Update the listing below by replacing every "dot" with "point" and leaving all other text as it is. Omit the pictures from your answer.

━━━━━ Data listing ━━━━━

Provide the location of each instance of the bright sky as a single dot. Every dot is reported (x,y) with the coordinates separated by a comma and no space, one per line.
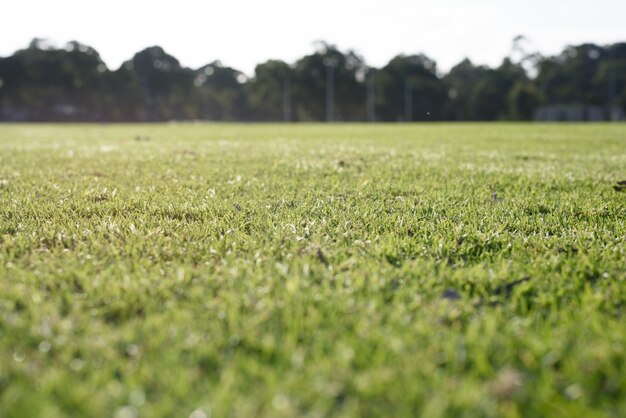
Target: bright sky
(242,33)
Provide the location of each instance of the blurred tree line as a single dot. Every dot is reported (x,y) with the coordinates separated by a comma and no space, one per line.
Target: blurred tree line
(44,83)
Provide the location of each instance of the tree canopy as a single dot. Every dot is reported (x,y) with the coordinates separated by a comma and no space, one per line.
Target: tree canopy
(72,83)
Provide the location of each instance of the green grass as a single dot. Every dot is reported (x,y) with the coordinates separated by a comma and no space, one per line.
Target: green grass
(280,271)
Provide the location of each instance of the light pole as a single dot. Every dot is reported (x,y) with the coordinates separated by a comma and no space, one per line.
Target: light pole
(287,99)
(371,95)
(408,101)
(611,81)
(330,63)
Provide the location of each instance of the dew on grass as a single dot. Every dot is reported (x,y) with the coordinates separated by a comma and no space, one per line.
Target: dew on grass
(44,346)
(127,411)
(201,413)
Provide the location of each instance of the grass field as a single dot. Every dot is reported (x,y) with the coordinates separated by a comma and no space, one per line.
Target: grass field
(192,270)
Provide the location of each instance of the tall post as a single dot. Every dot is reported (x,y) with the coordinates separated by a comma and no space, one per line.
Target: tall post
(330,92)
(611,81)
(408,101)
(287,99)
(371,96)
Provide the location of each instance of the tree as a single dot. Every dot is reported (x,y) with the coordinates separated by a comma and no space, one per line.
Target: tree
(409,89)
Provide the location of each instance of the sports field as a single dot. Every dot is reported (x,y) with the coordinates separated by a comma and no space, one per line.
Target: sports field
(198,270)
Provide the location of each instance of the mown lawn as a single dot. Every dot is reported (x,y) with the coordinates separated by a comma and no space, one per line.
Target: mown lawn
(197,270)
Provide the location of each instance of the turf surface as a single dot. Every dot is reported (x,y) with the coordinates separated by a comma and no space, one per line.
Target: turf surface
(197,270)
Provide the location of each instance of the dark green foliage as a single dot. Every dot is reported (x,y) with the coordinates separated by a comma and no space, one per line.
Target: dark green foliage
(42,83)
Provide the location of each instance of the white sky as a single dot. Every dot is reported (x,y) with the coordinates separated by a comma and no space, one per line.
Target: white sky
(242,33)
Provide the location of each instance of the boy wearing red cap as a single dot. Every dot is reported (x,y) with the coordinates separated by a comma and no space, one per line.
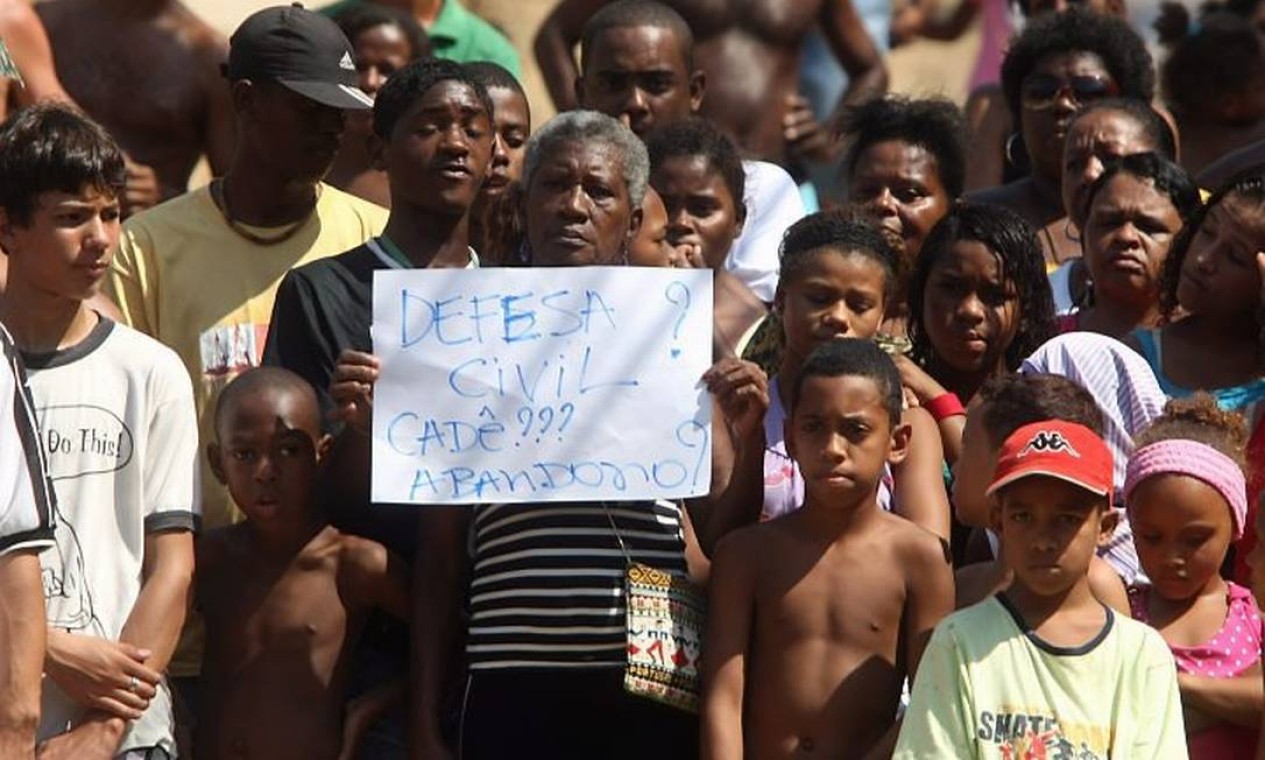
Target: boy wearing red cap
(1044,669)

━━━━━

__Response to the task__
Provide the location of each instance of the bright sky as a single point. Every point is reported (x,y) with the coordinates separated by a comma and no space, one per line.
Target: bright sky
(242,33)
Provide the location of each instance of the blurred tree line as a single point. Every point is reported (x,y) with the coordinates separated by a comma and no space, one per line.
Target: blurred tree line
(44,83)
Provide the location of each instance of the tree canopy as a single point. Every point is reported (x,y) with the coordinates separated by a comma and no space, one per line.
Target: tree canopy
(72,83)
Provide the location of each instance of the green grass as a single point. Every point is reported (x,y) with the coordinates separated by a comma and no space, one per line.
Target: green grass
(280,271)
Provide the location of each instance of the light pole as a single point. Every point is reported (x,y) with the coordinates separated by a comma and no space, one per line.
Target: light pole
(287,99)
(371,95)
(408,101)
(611,81)
(330,63)
Provide the location of each instance of the dew on grass as a single point. Every point is reported (x,y) with the coordinates separated by a comma and no space, one per line.
Target: dew on grass
(44,346)
(127,411)
(201,413)
Provide the location of each instance of the grass field as a single point. Every point is reported (x,y) with the coordinates separated by a comma and no space, one per line.
Target: grass field
(192,270)
Provide the location of each instance of the tall post as a single point. Every point is reported (x,y) with the coordinates separated by a comma and no space, one per line.
Target: tall post
(330,92)
(611,81)
(408,101)
(287,99)
(371,96)
Provide the location of each instance of the tree as a single point. Every point is reported (x,y) with the coordinates separated by a comma and no space, one per line.
Target: tree
(409,89)
Provide the location of each instance of the sports field as a single point. Every point is reported (x,y) with the coordinates separated by a comma and no space, one per line.
Target: sports field
(198,270)
Provide the location of each instance of the mown lawn as a single point. Every point is reported (x,y) with the coordinates separated by a comma and no space, one per line.
Target: mown lawn
(197,270)
Provide the location of each instance of the turf surface as a single point. Every point is reported (x,y) with the coordinates separated by a comma and no space, one per line.
Target: turf surface
(197,270)
Provide the location of each instance of the dark green foliage as a single point. Every point is reported (x,y) with the coordinates separated by a comma and no space, one per line.
Target: dark green foliage
(42,83)
Provide the location of each instance of the white sky as a single point. Every point is reported (x,y) with the coordinates separated by a comma and no space, one per line.
Target: white sky
(242,33)
Provide the location of each instance of the boy wearing red cap as a single point. Every point is reported (x,y) with the coordinates separated by a comma and no space, one per line.
Target: boy wearing red cap
(1044,669)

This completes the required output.